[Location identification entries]
.....

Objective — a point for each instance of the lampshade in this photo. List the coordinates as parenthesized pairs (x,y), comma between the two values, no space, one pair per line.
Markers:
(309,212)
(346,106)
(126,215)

.....

• **Task description**:
Convert the records above into a two-column CSV with the headers request and response. Write one row per record, with each field in double quotes and every line break replaced by a space.

• **Problem solution**:
request,response
"Objective — a point for each instance of the lampshade in this photo. List the coordinates as parenthesized pairs (x,y), comma between the two values, no space, one pair per line. Markers:","(309,212) (346,106) (126,215)"